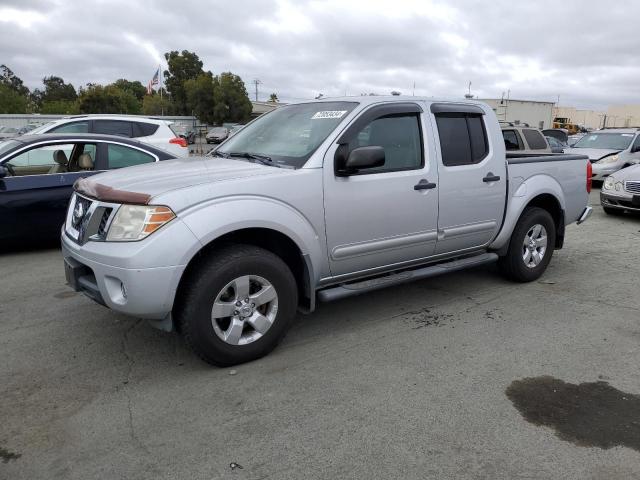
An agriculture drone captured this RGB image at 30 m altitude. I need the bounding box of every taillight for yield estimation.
[170,137,187,148]
[586,161,592,193]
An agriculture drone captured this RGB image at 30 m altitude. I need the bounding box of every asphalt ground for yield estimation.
[2,189,640,480]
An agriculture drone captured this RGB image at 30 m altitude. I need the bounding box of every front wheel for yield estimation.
[498,207,556,282]
[175,245,298,366]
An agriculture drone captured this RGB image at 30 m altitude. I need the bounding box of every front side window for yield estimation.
[502,130,522,151]
[94,120,133,137]
[573,133,634,150]
[50,121,89,134]
[348,114,423,173]
[106,144,155,169]
[436,114,489,166]
[217,101,358,168]
[4,143,75,175]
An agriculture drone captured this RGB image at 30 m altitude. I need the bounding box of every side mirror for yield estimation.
[0,165,7,178]
[336,146,385,176]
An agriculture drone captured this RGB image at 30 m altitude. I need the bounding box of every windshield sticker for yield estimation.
[312,110,347,120]
[588,135,597,140]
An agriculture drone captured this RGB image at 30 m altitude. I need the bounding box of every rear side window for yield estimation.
[94,120,133,137]
[503,130,522,151]
[133,122,159,137]
[522,129,548,150]
[50,121,89,134]
[435,114,489,166]
[106,144,155,169]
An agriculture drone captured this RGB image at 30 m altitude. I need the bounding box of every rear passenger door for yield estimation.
[94,142,158,170]
[431,104,507,254]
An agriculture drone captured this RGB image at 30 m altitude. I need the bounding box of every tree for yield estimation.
[41,76,77,102]
[77,84,141,114]
[184,73,215,124]
[163,50,204,115]
[112,79,147,101]
[212,72,253,124]
[142,93,176,116]
[0,83,28,113]
[39,99,78,114]
[0,65,29,96]
[268,93,278,103]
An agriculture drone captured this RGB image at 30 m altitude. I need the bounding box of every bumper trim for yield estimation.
[577,206,592,225]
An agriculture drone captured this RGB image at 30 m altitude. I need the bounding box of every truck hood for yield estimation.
[564,147,620,161]
[74,156,288,204]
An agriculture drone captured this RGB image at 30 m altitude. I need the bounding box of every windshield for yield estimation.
[209,127,227,134]
[572,133,634,150]
[25,122,56,135]
[0,140,20,157]
[217,101,358,168]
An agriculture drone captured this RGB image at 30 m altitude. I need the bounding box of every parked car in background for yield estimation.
[565,128,640,181]
[0,126,20,139]
[206,127,229,144]
[567,133,585,146]
[26,115,189,157]
[600,163,640,215]
[17,124,41,135]
[172,124,197,144]
[501,125,552,154]
[542,128,569,144]
[545,136,567,153]
[0,133,176,242]
[228,124,244,137]
[61,97,591,366]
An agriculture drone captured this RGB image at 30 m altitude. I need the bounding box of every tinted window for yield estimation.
[350,114,422,173]
[94,120,133,137]
[522,129,548,150]
[633,135,640,150]
[50,121,89,134]
[436,114,488,166]
[106,144,155,169]
[132,122,159,137]
[503,130,522,151]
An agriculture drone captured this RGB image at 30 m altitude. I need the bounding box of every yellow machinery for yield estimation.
[552,117,580,135]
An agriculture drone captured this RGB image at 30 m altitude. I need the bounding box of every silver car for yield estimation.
[600,163,640,214]
[566,129,640,181]
[206,127,229,144]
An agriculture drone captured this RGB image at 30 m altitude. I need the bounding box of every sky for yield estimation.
[0,0,637,110]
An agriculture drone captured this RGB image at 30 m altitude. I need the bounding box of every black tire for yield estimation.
[175,245,298,366]
[603,206,624,216]
[498,207,556,283]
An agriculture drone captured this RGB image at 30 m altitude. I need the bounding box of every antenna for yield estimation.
[251,79,262,102]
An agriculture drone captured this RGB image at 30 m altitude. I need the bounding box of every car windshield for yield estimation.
[572,133,634,150]
[209,127,227,134]
[0,140,20,157]
[25,122,56,135]
[217,102,357,168]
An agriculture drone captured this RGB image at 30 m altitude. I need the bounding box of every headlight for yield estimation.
[106,205,175,242]
[603,177,615,189]
[596,154,619,164]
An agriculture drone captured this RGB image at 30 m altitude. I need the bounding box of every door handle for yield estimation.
[414,179,437,190]
[483,173,501,183]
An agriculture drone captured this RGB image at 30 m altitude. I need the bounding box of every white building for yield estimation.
[478,98,555,129]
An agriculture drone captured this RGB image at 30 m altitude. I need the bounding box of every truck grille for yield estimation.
[65,194,116,244]
[625,181,640,194]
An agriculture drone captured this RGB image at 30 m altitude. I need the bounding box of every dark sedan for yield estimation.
[0,133,176,242]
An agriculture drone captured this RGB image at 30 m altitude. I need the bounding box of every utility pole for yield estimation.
[252,79,262,102]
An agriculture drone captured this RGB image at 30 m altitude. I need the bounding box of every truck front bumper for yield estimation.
[61,228,190,323]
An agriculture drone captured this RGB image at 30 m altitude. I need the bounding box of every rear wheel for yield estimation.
[499,207,556,282]
[175,245,298,366]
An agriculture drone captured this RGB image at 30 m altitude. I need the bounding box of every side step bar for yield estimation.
[317,252,499,303]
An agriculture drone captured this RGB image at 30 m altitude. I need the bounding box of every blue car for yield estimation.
[0,133,176,242]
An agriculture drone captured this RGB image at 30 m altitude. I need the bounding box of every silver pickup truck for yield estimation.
[62,97,592,366]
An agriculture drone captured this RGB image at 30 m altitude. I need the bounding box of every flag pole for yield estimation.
[159,64,164,116]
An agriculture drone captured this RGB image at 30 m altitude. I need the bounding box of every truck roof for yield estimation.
[299,95,489,108]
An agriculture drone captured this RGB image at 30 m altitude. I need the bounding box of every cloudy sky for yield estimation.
[0,0,636,109]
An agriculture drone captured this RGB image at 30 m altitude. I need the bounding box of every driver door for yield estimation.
[0,142,98,241]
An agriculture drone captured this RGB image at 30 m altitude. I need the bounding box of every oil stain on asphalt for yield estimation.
[506,376,640,451]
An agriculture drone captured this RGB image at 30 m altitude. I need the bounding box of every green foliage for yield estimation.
[142,93,176,116]
[163,50,204,115]
[0,83,29,113]
[185,73,215,124]
[212,72,253,124]
[41,76,77,102]
[269,93,279,103]
[113,78,147,101]
[0,65,29,96]
[39,99,78,114]
[77,84,141,114]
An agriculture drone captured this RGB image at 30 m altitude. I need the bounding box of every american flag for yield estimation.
[147,67,160,94]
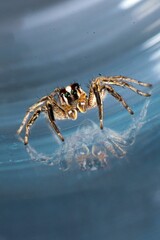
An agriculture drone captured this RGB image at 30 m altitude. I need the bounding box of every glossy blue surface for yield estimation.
[0,0,160,239]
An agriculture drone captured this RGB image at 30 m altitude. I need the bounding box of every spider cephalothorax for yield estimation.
[58,83,88,112]
[17,75,152,144]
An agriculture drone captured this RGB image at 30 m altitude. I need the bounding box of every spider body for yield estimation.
[17,75,152,145]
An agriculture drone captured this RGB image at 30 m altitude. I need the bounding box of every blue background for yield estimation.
[0,0,160,239]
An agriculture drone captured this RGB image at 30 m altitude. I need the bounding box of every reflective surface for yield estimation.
[0,0,160,239]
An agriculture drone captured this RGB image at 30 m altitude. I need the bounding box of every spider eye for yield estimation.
[71,90,77,95]
[71,83,80,97]
[64,92,70,98]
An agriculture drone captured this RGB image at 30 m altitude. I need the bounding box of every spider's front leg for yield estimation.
[24,107,42,145]
[46,101,65,142]
[93,75,152,117]
[45,99,78,142]
[17,95,49,135]
[88,78,135,130]
[88,81,104,129]
[101,84,134,115]
[95,75,152,96]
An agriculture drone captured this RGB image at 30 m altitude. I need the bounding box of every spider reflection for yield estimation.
[75,144,108,171]
[25,124,126,171]
[22,98,150,171]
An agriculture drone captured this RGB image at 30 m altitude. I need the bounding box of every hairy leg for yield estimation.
[17,96,49,135]
[46,102,65,142]
[107,75,152,87]
[88,82,104,129]
[94,75,152,87]
[102,85,134,115]
[100,78,151,97]
[24,107,42,145]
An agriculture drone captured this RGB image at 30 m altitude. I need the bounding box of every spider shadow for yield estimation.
[23,98,151,171]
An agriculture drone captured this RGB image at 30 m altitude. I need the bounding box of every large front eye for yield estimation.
[64,92,70,98]
[71,90,77,95]
[71,83,80,97]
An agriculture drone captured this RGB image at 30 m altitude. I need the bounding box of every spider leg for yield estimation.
[102,85,134,115]
[102,79,151,97]
[109,75,152,87]
[17,96,49,135]
[90,82,104,129]
[24,107,42,145]
[95,76,152,96]
[96,75,152,87]
[111,81,151,97]
[46,102,65,142]
[88,87,97,108]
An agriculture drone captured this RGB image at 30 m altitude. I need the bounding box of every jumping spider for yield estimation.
[17,75,152,145]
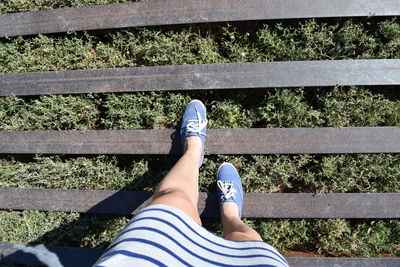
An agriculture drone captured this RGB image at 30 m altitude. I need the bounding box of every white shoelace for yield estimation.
+++
# EXERCISE PROMPT:
Please give again, word for word, the lines from the one containing "spider eye for yield estimation." through the last line of the listing above, inclusive, and leave out pictures.

# YOUR SOLUTION:
An agriculture drone captured this RGB image at 30 m altitude. I need the bounding box of every spider eye for yield estimation.
[71,90,77,95]
[71,83,80,97]
[64,92,70,98]
An agriculture drone captured this RGB image at 30 m altitude. I need the bounding box of every spider's front leg for yield estimation.
[24,107,42,145]
[46,101,65,142]
[93,75,152,117]
[45,99,78,142]
[17,95,49,135]
[88,78,135,130]
[88,81,104,129]
[101,84,134,115]
[95,75,152,96]
An agriculture drone captured this RGB image at 30 m altitude. I need the bounding box of every spider reflection for yield estimation.
[75,144,108,171]
[25,124,126,171]
[22,98,150,171]
An agriculture drone captured this RGB image at 30 m altitude. I need the bounding box of every hairy leg for yield estimation.
[17,96,49,135]
[46,102,65,142]
[107,75,152,87]
[88,82,104,129]
[94,75,152,87]
[102,85,134,115]
[100,78,151,97]
[24,107,42,145]
An agriculture drone captured this RGB image at 30 m altitude. I need the bounding box of every spider shadow for yield estimation.
[23,98,151,171]
An agriculture drone captured this RGB image at 30 m altitude. I need the bounding box of every large front eye for yield estimation.
[64,92,70,98]
[71,90,77,95]
[71,83,80,97]
An agriculture drone captured this RGB image at 30 m altitude. I need the bounding box of every spider leg for yield estimation.
[102,85,134,115]
[102,79,151,97]
[109,75,152,87]
[17,96,49,135]
[90,82,104,129]
[24,107,42,145]
[95,76,152,96]
[96,75,152,87]
[111,81,151,97]
[46,102,65,142]
[88,87,97,108]
An agriculture drone captured this RGB image at 30 m altitude. I need the bounding box of every jumping spider for yield estimation.
[17,75,152,145]
An agriculture drone captured this RGB image at 30 m altitude. I need the bounding box of every white shoelace for yield estimation.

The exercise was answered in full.